**Problem set**.
a) Echo the part of the workplace wellbeing text that opens with the words containing "Employers are increasingly" and closes with "their company culture.".
b) In the workplace wellbeing text, condense the paragraph beginning "Employers are increasingly prioritising" into a shorter version that keeps its main facts.
c) Go on with the text about health and wellbeing in the workplace, picking up after its last sentence.

**Passage to read**.
Occupation health has climbed to the forefront of a business’s daily runnings following the consumer-driven ‘wellness’ and ‘clean-eating’ movement that’s shaping products globally and placing an onus on food manufacturers to select ingredients wisely and be clear and transparent on labels. Through digital, people are more knowledgeable about their personal fitness and nutrition and are generally taking strides forward to prevent diseases, manage existing conditions and nurture a positive lifestyle.

Employers are increasingly prioritising their staff as a key business asset, essential to productivity and profitability, and recognising the impact from them living a healthy lifestyle; employees feel a greater sense of control and ownership over their own lives. They also tend to have better relationships with management and are able to leave work issues at work and home issues at home. Balanced employees tend to feel more motivated and less stressed out at work. To instil this mindset, business owners are seeking out innovative ways to encourage wellbeing in the workplace and ingrain fitness in their company culture.


  • Many businesses throughout the UK are encouraging their employees to partake in the Public Health England’s “One You” campaign, which offers self-assessment online and access to additional resources including downloadable apps to “nudge” employees with ideas for physical exercise, stopping smoking and healthy recipes. 


  • Health care is becoming more prevalent online with the NHS introducing websites and apps for patients to order repeat prescriptions or view test results through their software to avoid lengthy telephone queues. An increasing number of companies are making healthcare even more convenient for their staff by adding online medical consultations to their employee benefits via the likes of London-based Babylon Health. Their AI system has been created by experienced doctors and scientists to assess symptoms and risk factors and provide highly-accessible, personalised medical advice.

(Items listed in a dataset)
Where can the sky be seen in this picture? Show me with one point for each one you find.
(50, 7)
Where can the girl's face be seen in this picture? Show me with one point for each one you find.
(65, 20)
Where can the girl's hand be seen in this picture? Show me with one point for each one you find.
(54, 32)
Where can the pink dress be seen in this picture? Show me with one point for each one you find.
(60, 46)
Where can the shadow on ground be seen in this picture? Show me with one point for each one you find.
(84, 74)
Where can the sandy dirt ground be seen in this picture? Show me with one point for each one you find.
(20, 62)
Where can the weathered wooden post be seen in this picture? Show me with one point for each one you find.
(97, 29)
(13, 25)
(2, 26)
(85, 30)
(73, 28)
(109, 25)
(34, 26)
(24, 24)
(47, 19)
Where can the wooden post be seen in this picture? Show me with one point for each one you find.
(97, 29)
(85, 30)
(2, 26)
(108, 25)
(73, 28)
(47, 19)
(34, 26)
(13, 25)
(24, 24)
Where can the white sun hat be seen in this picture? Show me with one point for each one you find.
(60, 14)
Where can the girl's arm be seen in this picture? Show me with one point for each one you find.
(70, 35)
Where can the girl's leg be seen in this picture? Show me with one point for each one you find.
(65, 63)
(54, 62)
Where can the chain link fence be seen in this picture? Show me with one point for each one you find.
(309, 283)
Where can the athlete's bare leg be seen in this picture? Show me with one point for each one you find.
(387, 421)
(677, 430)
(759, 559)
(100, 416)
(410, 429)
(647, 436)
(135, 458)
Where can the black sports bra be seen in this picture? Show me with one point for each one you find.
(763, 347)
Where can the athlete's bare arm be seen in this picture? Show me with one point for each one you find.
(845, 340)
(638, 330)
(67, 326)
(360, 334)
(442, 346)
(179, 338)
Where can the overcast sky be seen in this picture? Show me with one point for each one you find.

**Answers to the problems**.
a)
Employers are increasingly prioritising their staff as a key business asset, essential to productivity and profitability, and recognising the impact from them living a healthy lifestyle; employees feel a greater sense of control and ownership over their own lives. They also tend to have better relationships with management and are able to leave work issues at work and home issues at home. Balanced employees tend to feel more motivated and less stressed out at work. To instil this mindset, business owners are seeking out innovative ways to encourage wellbeing in the workplace and ingrain fitness in their company culture.

b) Employers increasingly treat staff as a key business asset, essential to productivity and profitability, and recognize the benefits of healthy lifestyles. Such employees feel more control over their lives and relate better to management. They also keep work and home issues separate and feel more motivated and less stressed. To build this mindset, business owners are looking for innovative ways to encourage workplace wellbeing and make fitness part of company culture.

c)
  • Mindfulness training is a great tool to help individuals live superlative lives through meditation, breathing exercises, and yoga. By training the mind to focus and embrace day-to-day happenings, employees become more present, creative, happier and more productive. At the end of the day, implementing a mindfulness program is a win-win for both the employee and the company. With the readiness of niche and mainstream websites and apps, servicing the wide spectrum of mental wellbeing, it is becoming more common for both start-ups and multinational corporations to support their staff in finding a programme that betters them and fits into their work routine.


  • On a larger scale, employers across the globe are encouraging their workers to not only live a healthy lifestyle but be responsible for it with physical activity trackers, such as Fitbit or alike wearable tech. The fad hit the major corporations a couple of years ago as Barclays PLC, Target, IBM and many others offered their employees Fitbits. The British electricity and gas powerhouse National Grid introduced Fitbits as part of a new wellness programme, according to their case study, after reviewing their employee’s health data and learning 75% of their employees were overweight or obese.


  • A gamification element is often introduced within a workplace wellness programme as a driving incentive to boost engagement rates. There is usually a competition element and data is gathered, via a fitness tracker, and compiled either by the organising company or by the participants themselves through a poll. There are some businesses that may invest in a large-scale gamified digital platform like Virgin Pulse, whereas, others may create their own wellness committee that could involve simple activities, like encouraging employees to trial top wellness apps and provide reviews for others to try.  

Digital trickled into the healthcare sector with the launch of the electronic health record (EHR), acting as a digital version of a patient’s paper chart, built to share information with other providers and organisations so all clinicians are involved in a patient's care. Coinciding, in the mid-2000’s, healthcare technology broke out in the market.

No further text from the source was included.